(問題文): 以下に示す、アクセス制御サーバを備えたWebシステムの説明文について、最後の文の次に来る部分を書き足してください。

(提示文章):
- - -
図1はこの発明を実施するための実施の形態1における情報提供装置の概略構成図、図2はこの発明を実施するための実施の形態1におけるアクセス制御サーバの機能ブロック図、図3はこの発明を実施するための実施の形態1におけるユーザ情報データの例を示す説明図、図4はこの発明を実施するための実施の形態1における各サーバが提供するサービスの例を示す説明図、図5はこの発明を実施するための実施の形態1におけるサービス提供サーバが必要とするアクセス権限の設定例を示す説明図、図6はこの発明を実施するための実施の形態1におけるサービス提供サーバが必要とするアクセス権限の設定例を示す説明図、図7はこの発明を実施するための実施の形態1におけるコンテンツの例を示す説明図、図8はこの発明を実施するための実施の形態1におけるコンテンツの例を示す説明図、図9はこの発明を実施するための実施の形態1におけるコンテンツを一意に特定する表現例を示す説明図、図10はこの発明を実施するための実施の形態1におけるアクセス制御サーバの例を示す説明図である。
【0010】
図1において、コンテンツを提供するWebシステム1とコンテンツを要求するクライアント端末3がネットワーク2を介して接続されている。図1ではクライアント端末3は1台しか記載していないが、通常は複数接続されている。このWebシステム1はユーザによる前述のクライアント端末3からのアクセスによりユーザを認証する認証サーバ100、ユーザの情報を格納しているユーザ情報データ101、サービスをまたがってアクセス制御を実現するアクセス制御サーバ102、このアクセス制御サーバ102が用いる情報を格納するアクセス制御データ103、前述のクライアント端末3からの要求に対し情報を提供する複数のサービス提供サーバ12、13、これら複数のサービス提供サーバのうちサービス提供サーバ12のみが用いるコンテンツ121、サービス提供サーバ13のみが用いるコンテンツ131、サービス提供サーバ12およびサービス提供サーバ13の両方が共有して用いるコンテンツ141から構成され、上記のうち認証サーバ100、ユーザ情報データ101、アクセス制御サーバ102、サービス提供サーバ12および13はWebシステム1内のネットワークであるLAN(Local Area Network)11を介して相互に接続している。このLAN11は前述のネットワーク2に接続している。
- - -
(提示エントリ):
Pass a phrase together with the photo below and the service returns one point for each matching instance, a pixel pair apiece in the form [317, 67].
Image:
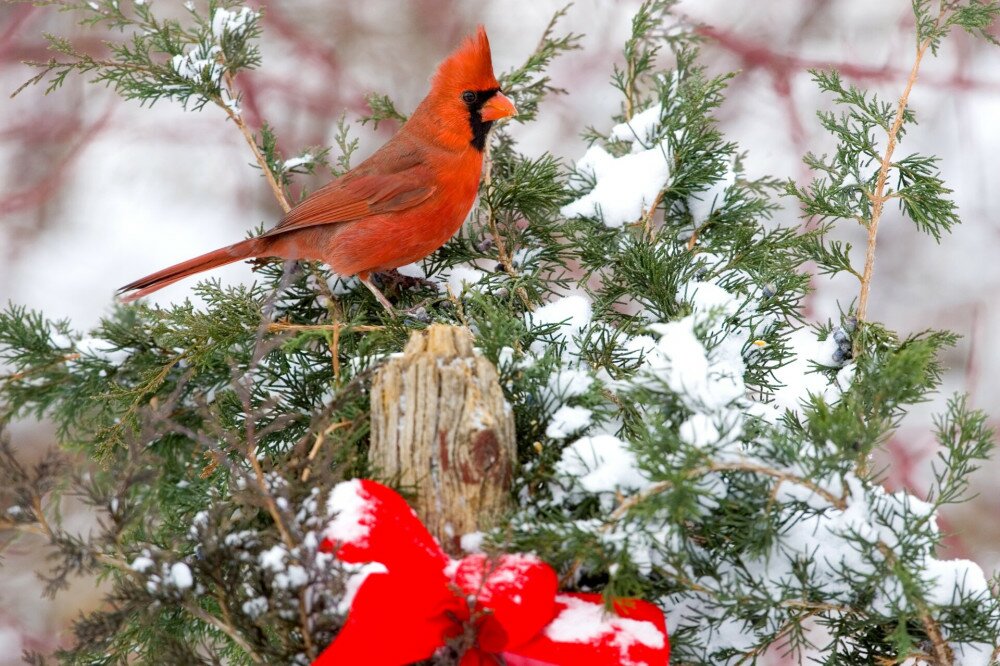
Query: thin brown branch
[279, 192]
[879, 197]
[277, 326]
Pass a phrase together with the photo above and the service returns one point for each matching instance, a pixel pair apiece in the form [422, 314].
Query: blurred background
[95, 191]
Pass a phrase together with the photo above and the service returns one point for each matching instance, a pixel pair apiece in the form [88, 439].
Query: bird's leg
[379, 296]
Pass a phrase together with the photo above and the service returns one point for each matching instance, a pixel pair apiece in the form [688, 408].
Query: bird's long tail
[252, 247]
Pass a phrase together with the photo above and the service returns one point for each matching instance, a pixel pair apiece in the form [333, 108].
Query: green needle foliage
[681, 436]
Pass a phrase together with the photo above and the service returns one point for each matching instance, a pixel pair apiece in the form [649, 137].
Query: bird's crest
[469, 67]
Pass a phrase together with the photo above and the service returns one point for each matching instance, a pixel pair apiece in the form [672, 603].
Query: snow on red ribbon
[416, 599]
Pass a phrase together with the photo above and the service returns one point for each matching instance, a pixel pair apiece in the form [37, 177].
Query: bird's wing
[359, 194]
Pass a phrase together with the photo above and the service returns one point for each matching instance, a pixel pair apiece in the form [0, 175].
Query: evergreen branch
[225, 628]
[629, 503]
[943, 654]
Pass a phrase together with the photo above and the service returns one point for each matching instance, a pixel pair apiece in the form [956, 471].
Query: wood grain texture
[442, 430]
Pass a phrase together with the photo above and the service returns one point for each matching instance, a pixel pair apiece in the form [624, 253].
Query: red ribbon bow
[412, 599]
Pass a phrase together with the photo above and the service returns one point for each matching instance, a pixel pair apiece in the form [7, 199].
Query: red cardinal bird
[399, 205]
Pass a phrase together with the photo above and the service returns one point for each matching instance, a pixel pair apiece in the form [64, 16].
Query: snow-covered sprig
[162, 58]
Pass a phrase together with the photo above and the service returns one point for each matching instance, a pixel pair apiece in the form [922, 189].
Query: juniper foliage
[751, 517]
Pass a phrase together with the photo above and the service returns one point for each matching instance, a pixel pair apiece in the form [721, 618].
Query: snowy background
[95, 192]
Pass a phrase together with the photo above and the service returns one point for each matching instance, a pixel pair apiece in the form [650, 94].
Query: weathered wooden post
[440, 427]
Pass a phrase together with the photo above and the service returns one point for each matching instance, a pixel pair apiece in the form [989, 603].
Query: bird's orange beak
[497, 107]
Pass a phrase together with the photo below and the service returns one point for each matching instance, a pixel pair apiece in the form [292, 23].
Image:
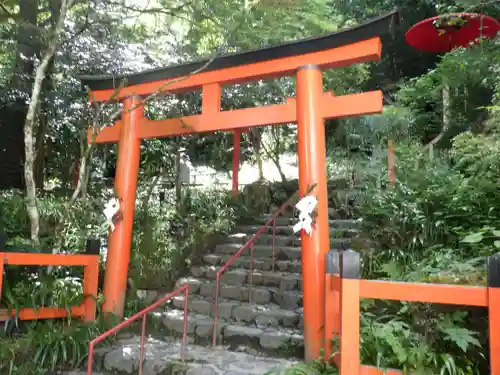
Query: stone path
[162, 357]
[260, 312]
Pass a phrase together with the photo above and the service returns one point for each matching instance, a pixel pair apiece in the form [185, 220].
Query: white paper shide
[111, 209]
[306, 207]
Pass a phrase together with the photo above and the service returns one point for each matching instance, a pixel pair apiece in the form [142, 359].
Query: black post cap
- - -
(解答):
【0011】
認証サーバ100は、クライアント端末3からアクセスするユーザがログインしているかどうかを管理する。ユーザがログインするためクライアント端末3でユーザID、パスワードもしくはそれに代わる識別符号を入力してWebシステム1にアクセスすると、前述のユーザID、パスワードもしくはそれに代わる識別符号と、ユーザ情報データ101に格納された情報とを比較することにより、当該ユーザがログイン可能かどうかを判定する。ログインしているユーザのみがアクセス制御サーバ102を介してサービス提供サーバ12、13を利用することができる。ユーザ情報データ101は図3に示す例のように、ユーザIDをキーとしてパスワードと組織や職制などの情報が格納されている。この図3において、サービス提供サーバ12が会社組織に属するユーザのみが利用するサービスを提供し、サービス提供サーバ13が一般のユーザが利用するサービスを提供しているとすると、サービス提供サーバ12にアクセス可能なユーザはユーザIDがA、B、C、Dの各ユーザであり、サービス提供サーバ13にアクセス可能なユーザはユーザIDがE、F、G、H、Iの各ユーザである。
【0012】
図4は、サービス提供サーバ12および13が提供するサービスを示したものである。サービス提供サーバ12は前述のように会社組織に属するユーザのみが利用するサーバであり業務サービスを提供し、サービス提供サーバ13は一般のユーザが利用するサーバであり情報提供サービスを提供する。各サービスの内容は図4の該当欄に記載の通りである。
【0013】
サービス提供サーバ12では、図5に示すように役割と権限に対して権限を与えるユーザの方針が定められており、サービス提供サーバ13においても、図6に示すように役割と権限に対して権限を与えるユーザが定められている。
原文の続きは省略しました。